* Start Records *
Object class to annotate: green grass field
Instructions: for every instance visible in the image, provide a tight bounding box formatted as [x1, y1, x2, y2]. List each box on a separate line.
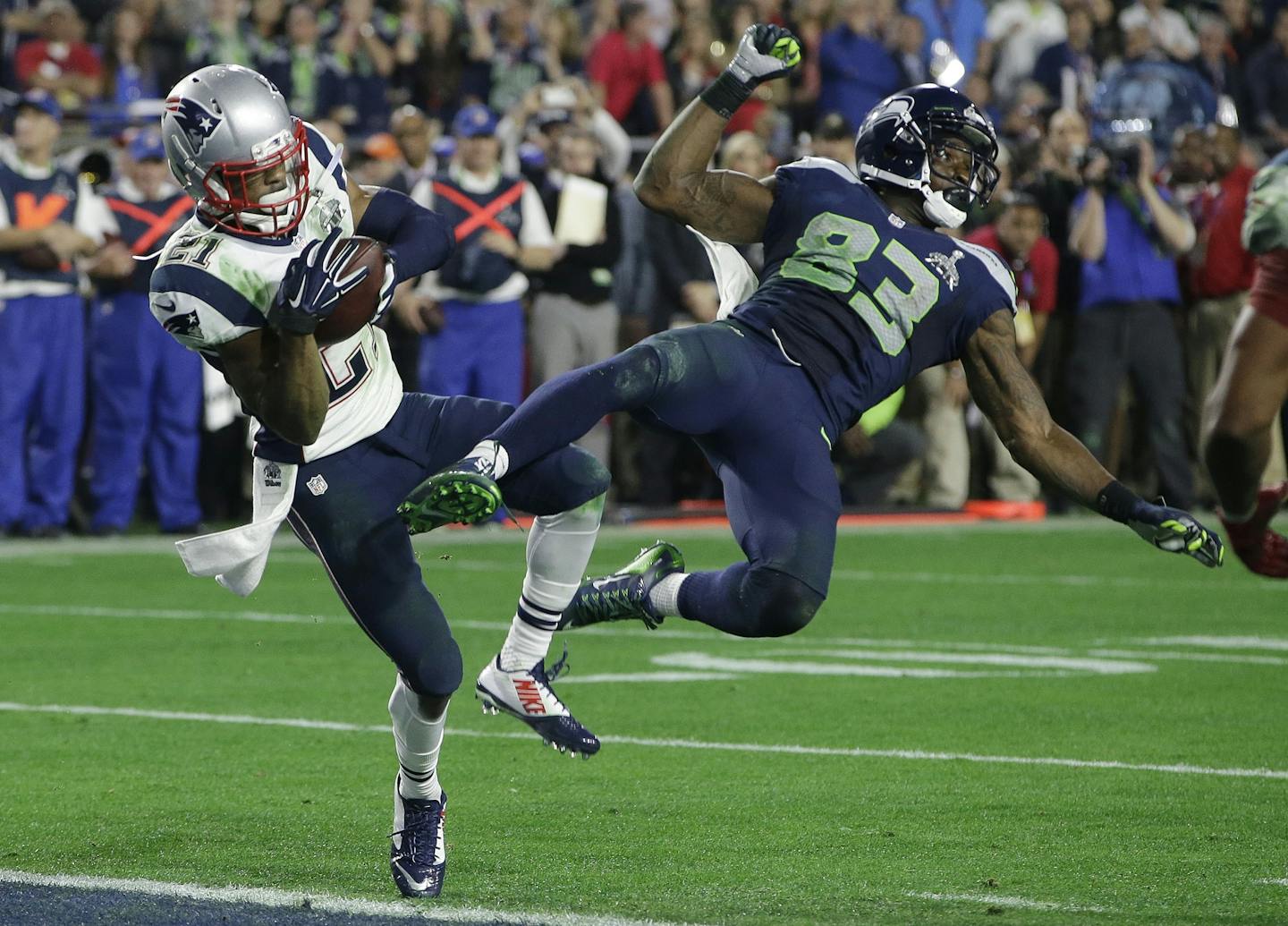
[0, 521, 1288, 925]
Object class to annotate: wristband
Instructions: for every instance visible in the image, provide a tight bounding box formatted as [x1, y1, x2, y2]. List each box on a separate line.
[1096, 479, 1144, 524]
[700, 68, 755, 118]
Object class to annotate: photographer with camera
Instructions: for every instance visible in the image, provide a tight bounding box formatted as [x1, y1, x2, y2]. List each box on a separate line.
[1068, 137, 1195, 507]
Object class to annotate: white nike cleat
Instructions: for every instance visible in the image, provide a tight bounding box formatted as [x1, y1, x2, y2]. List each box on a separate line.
[474, 650, 599, 759]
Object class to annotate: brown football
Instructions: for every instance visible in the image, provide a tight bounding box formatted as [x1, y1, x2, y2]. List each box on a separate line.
[313, 235, 386, 344]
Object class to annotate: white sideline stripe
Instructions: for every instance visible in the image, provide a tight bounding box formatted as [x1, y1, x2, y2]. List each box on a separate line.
[902, 891, 1109, 913]
[1087, 650, 1288, 666]
[0, 603, 1288, 669]
[0, 701, 1288, 780]
[650, 653, 1068, 679]
[760, 650, 1158, 675]
[1136, 636, 1288, 651]
[559, 672, 741, 686]
[0, 868, 677, 926]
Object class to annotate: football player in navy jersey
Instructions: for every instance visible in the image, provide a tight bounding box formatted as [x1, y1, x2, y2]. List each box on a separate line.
[402, 24, 1223, 636]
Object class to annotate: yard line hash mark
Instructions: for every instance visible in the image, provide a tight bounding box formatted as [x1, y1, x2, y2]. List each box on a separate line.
[0, 868, 695, 926]
[0, 701, 1288, 780]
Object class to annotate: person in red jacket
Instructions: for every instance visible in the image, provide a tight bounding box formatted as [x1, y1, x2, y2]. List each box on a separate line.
[13, 0, 103, 106]
[1182, 125, 1256, 453]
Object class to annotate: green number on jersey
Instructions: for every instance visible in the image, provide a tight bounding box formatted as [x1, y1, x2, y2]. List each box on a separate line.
[778, 213, 939, 357]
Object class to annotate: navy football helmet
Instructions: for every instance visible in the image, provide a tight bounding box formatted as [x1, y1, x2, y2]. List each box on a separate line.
[854, 84, 997, 228]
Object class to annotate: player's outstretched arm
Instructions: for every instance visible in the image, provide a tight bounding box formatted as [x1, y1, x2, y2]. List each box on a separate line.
[635, 24, 800, 245]
[962, 309, 1224, 566]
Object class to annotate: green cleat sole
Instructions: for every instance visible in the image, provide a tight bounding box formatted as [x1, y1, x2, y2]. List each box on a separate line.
[398, 472, 501, 534]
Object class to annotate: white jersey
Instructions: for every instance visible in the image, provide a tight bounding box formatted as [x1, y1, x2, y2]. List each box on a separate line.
[149, 123, 403, 463]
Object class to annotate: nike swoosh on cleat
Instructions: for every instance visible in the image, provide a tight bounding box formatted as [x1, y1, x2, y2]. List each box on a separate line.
[394, 862, 433, 891]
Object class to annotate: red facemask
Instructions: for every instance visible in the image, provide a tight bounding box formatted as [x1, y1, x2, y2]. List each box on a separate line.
[202, 120, 309, 238]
* End Records *
**Exercise directions:** Could you write out every entry above word for word, leaving out the pictures?

**Solution for this problem:**
Object class to annotate: green grass field
Instructions: for every instance visible in the image, provide a tight bounding box formatted as [x1, y1, x2, y2]. List each box on a separate line.
[0, 521, 1288, 925]
Object class to annotate: wristband
Instructions: for every instance visible in the image, provide a tight bounding box formatted as [x1, y1, x2, y2]. List each box on a separate line.
[1096, 479, 1144, 524]
[700, 68, 755, 118]
Object class to annotate: photographer with camera
Instructions: for every instance visible in the image, provide a tight bounding box formatted as [x1, y1, x2, y2]. List each box on a separate line.
[1068, 137, 1195, 507]
Object class to annotate: white nike cleat
Instructions: for every instance visible in the image, provide a tight bounding box formatted as [x1, y1, x2, y2]. List each box on a separate line.
[474, 650, 599, 759]
Object class to annotate: brown football
Instructions: for every instance visible in the image, provide a tight bounding box formatted as [x1, y1, x2, y2]. List each box on a separate line.
[313, 235, 386, 344]
Object class to annotate: white sideline stripe
Instructions: for every instance visible in the image, provide a tight bounding box formatted as [x1, y1, x2, y2]. List each box on a separate line.
[902, 891, 1109, 913]
[1087, 650, 1288, 666]
[0, 603, 1288, 669]
[0, 701, 1288, 780]
[650, 653, 1068, 679]
[760, 650, 1158, 675]
[1136, 636, 1288, 651]
[559, 672, 741, 686]
[0, 868, 677, 926]
Object class to annotate: football player in navy jersey
Instructions: for every instance visible in the image, provide a tight bounding box formatted as [x1, y1, x2, y2]. List each box on a separate line.
[402, 24, 1223, 636]
Object class to annotate: yard line hash mark
Instructions: for every instance visible in the image, provide a tight bounding box formatted as [x1, y1, x2, y2]. List each box on a separate line.
[0, 868, 695, 926]
[0, 701, 1288, 780]
Object class to annotate: person in red jacket
Instructions: for every instance visible in the image, provide a tight bounding box formatted as [x1, y1, x2, y2]. List each box on a separate line.
[13, 0, 103, 106]
[1182, 125, 1256, 453]
Object class to annotate: green number on jersey
Instructions: for every instance visible in the image, provide a tight bounding box formatted as [x1, y1, x2, y2]. List each box on a separate line.
[778, 213, 939, 357]
Object class to annotate: navy football helmet
Instructions: for every instance visible in the image, provide a tight bounding box formatted as [x1, y1, x2, y2]. List each box on a separate line.
[854, 84, 997, 228]
Object class to annotate: player's outstretched arm
Instructions: for every instance visible in the image, provide a tight bounding box formatted as [x1, y1, x2, y2]. List each box on a separate line.
[635, 24, 800, 245]
[962, 309, 1224, 566]
Object class to annotate: green cleat sole
Instructions: for every instance visible in the image, provide a tight bounding box formatted as [x1, y1, x2, y2]. List each box on a separate line.
[398, 472, 501, 534]
Object class to annotate: white jersey
Instructions: for every instance visible in the image, provide a tight bounding box formatted as [x1, y1, x2, y2]. List each box on a separate line.
[149, 123, 403, 463]
Object class to annotate: nike swoosh on cleat
Instructions: for every instance visible in the image, provide a tight bounding box formatted as [x1, y1, x2, y2]. List each box on a separate line.
[394, 862, 433, 891]
Object class to annotate: red facemask
Instructions: for every instance visible in the image, provide a tight bounding box formatted as [x1, y1, x2, y2]. List each box on a separate line.
[202, 120, 309, 238]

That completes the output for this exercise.